● EXERCISE INSTRUCTIONS:
Copy exactly, and only, the lines from the line containing "Where can you spot the cloud?" through the last line of the records below, both included.

● GIVEN INFORMATION:
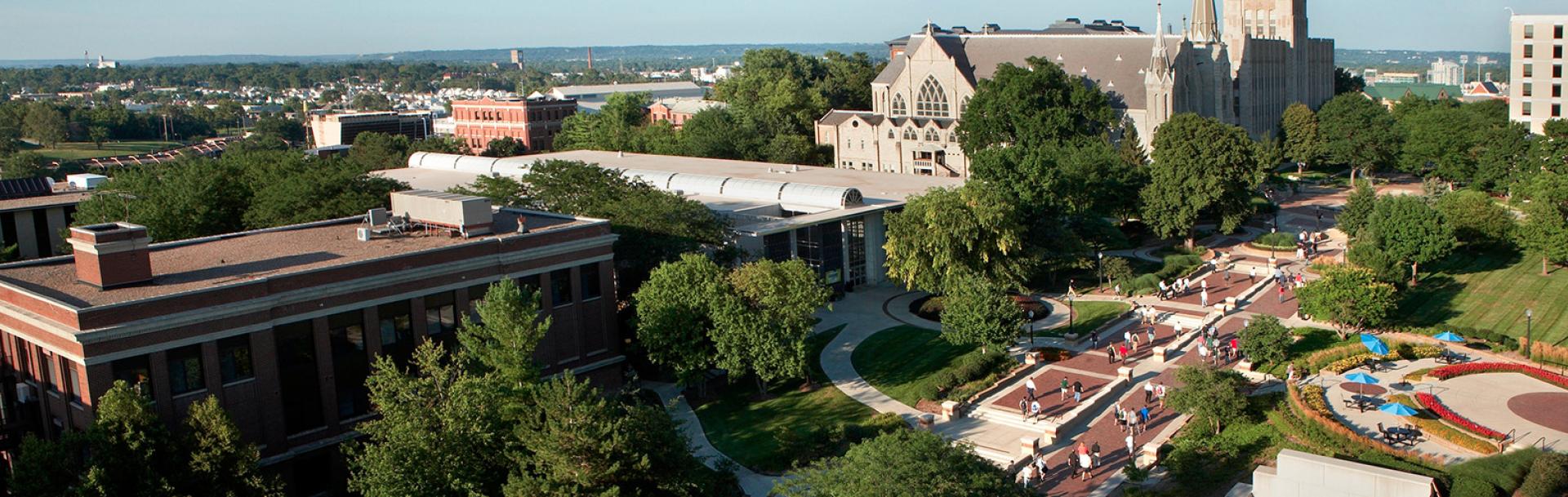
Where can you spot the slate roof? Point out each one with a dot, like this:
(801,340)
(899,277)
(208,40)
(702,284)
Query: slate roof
(1114,61)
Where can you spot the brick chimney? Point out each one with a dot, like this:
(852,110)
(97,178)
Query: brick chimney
(112,255)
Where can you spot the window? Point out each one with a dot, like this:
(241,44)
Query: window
(71,381)
(136,372)
(588,275)
(397,331)
(20,357)
(298,383)
(234,359)
(560,287)
(185,374)
(932,100)
(350,362)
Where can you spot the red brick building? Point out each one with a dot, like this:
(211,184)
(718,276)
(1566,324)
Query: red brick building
(283,323)
(532,121)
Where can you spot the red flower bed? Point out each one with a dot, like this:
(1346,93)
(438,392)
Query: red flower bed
(1432,403)
(1499,367)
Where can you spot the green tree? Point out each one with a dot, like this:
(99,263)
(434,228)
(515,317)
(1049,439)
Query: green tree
(1209,394)
(1349,297)
(221,463)
(1358,132)
(979,313)
(764,325)
(376,151)
(1302,141)
(506,146)
(371,100)
(1266,340)
(1410,231)
(1476,218)
(1440,143)
(499,189)
(507,331)
(577,442)
(1201,166)
(439,432)
(25,165)
(902,463)
(947,231)
(46,124)
(675,316)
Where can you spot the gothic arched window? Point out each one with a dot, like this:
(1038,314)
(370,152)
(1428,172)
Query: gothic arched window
(932,100)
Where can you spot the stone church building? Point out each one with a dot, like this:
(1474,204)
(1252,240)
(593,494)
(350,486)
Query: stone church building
(1244,74)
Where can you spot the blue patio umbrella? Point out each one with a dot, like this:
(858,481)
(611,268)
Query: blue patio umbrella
(1374,344)
(1361,378)
(1396,408)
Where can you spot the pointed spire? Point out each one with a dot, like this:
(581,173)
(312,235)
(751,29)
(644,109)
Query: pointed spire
(1205,22)
(1159,57)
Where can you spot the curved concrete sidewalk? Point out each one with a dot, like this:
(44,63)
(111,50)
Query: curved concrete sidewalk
(756,485)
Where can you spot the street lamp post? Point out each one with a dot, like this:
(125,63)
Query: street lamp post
(1529,338)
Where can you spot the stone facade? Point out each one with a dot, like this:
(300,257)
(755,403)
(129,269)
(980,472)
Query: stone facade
(1244,74)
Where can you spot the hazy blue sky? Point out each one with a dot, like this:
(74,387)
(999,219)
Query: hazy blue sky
(137,29)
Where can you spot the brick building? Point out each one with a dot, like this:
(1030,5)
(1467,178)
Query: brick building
(532,121)
(281,325)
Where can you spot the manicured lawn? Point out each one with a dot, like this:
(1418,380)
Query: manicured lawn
(742,428)
(903,361)
(76,151)
(1089,316)
(1490,291)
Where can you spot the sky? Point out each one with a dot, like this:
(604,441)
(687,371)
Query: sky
(129,29)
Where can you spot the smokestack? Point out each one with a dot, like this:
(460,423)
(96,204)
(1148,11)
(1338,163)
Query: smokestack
(112,255)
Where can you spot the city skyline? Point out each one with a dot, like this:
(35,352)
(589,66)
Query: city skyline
(294,27)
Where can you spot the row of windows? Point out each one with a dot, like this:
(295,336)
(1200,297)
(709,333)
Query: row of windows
(1529,51)
(296,352)
(1526,109)
(1529,32)
(1557,71)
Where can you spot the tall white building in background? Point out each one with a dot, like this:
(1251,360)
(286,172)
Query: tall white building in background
(1535,73)
(1446,73)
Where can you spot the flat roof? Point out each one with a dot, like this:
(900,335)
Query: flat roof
(211,262)
(872,184)
(61,198)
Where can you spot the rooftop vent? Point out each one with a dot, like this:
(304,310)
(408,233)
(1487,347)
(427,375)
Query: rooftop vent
(460,214)
(112,255)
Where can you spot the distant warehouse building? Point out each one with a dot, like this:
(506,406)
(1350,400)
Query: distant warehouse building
(281,325)
(830,218)
(532,121)
(328,129)
(590,98)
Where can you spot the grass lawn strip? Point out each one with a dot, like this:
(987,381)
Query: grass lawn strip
(903,361)
(742,428)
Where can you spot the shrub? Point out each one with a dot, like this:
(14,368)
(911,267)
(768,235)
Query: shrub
(1548,476)
(1499,367)
(1432,403)
(1280,240)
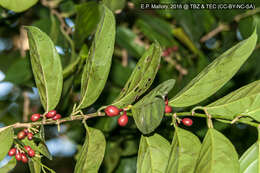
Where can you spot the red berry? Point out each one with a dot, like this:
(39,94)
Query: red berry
(18,156)
(27,148)
(24,158)
(187,121)
(122,120)
(175,48)
(30,136)
(12,152)
(112,111)
(51,114)
(56,117)
(165,53)
(21,135)
(167,109)
(26,131)
(35,117)
(31,153)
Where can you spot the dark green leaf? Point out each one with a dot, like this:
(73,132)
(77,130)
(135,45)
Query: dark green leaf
(98,62)
(9,166)
(46,67)
(19,72)
(149,111)
(17,5)
(184,153)
(6,138)
(126,38)
(217,154)
(114,5)
(156,29)
(141,78)
(88,17)
(41,148)
(215,75)
(153,154)
(34,166)
(92,152)
(243,101)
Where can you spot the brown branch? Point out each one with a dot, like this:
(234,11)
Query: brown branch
(50,122)
(221,27)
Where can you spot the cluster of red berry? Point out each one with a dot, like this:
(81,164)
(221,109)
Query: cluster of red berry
(169,50)
(21,154)
(112,111)
(185,121)
(51,114)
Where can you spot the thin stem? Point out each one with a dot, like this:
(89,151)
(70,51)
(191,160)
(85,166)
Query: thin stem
(49,121)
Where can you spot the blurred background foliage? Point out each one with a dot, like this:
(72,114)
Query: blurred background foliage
(191,39)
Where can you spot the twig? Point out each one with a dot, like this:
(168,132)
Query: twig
(49,121)
(238,17)
(221,27)
(26,106)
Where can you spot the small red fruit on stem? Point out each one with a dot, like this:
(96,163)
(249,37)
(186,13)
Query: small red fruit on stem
(122,120)
(21,135)
(112,111)
(18,156)
(35,117)
(167,109)
(24,158)
(12,152)
(30,136)
(31,153)
(56,117)
(51,114)
(187,121)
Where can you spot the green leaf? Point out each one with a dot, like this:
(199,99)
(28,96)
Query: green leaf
(215,75)
(17,5)
(243,101)
(141,78)
(9,166)
(19,72)
(92,152)
(41,147)
(184,153)
(149,111)
(34,166)
(98,63)
(88,17)
(114,5)
(156,29)
(217,154)
(6,138)
(249,160)
(46,67)
(126,38)
(153,154)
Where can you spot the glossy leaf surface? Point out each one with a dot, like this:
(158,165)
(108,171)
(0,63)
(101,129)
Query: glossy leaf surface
(215,75)
(153,154)
(217,154)
(141,78)
(98,62)
(92,153)
(46,66)
(148,112)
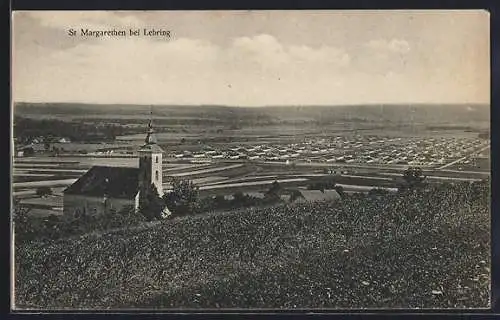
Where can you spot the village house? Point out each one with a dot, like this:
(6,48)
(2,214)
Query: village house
(103,189)
(303,195)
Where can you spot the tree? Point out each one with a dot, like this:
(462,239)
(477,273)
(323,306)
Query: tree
(413,178)
(150,203)
(183,199)
(43,191)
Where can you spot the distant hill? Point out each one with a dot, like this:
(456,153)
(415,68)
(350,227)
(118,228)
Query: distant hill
(438,113)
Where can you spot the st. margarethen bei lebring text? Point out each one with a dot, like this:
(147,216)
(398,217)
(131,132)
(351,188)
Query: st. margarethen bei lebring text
(137,32)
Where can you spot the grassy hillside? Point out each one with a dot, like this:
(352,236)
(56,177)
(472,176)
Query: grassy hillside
(423,249)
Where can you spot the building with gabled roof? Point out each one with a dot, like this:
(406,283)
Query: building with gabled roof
(104,189)
(304,195)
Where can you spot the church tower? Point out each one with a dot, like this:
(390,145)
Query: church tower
(150,162)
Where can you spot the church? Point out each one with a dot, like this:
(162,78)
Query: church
(104,188)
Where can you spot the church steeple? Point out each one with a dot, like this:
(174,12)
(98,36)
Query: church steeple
(150,161)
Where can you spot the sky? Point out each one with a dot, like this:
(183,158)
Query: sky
(253,58)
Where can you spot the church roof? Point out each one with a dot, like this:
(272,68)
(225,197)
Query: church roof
(115,182)
(151,148)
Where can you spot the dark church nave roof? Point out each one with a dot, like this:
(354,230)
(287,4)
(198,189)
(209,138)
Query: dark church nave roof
(115,182)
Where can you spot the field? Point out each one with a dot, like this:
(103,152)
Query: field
(386,252)
(415,250)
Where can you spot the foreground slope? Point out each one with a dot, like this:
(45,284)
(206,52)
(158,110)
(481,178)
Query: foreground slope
(421,249)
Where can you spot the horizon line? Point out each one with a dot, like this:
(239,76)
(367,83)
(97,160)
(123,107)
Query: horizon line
(261,106)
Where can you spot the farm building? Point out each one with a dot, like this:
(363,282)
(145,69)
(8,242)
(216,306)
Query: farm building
(104,188)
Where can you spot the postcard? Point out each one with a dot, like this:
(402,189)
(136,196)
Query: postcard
(251,160)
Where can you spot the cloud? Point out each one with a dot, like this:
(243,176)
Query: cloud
(86,19)
(392,46)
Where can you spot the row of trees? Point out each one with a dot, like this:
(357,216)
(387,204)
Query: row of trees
(26,129)
(184,199)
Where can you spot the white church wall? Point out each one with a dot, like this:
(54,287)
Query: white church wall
(93,205)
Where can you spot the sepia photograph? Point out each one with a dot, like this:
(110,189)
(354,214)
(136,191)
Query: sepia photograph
(250,160)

● REPLY TO THE TASK:
Where can you spot the cloud? Point out each one with a dot, like this:
(243,176)
Query: cloud
(86,19)
(392,46)
Where can you spot the row of trees? Point out each one with a dot, like this:
(357,216)
(387,204)
Query: row of trees
(26,129)
(184,199)
Where can you spot the white church wall? Point out each one with a dot, like this:
(54,287)
Query: white church wall
(93,205)
Where can you spot the sepia photograph? Point out each one with a dot, like this:
(110,189)
(354,214)
(136,191)
Query: sepia photograph
(250,160)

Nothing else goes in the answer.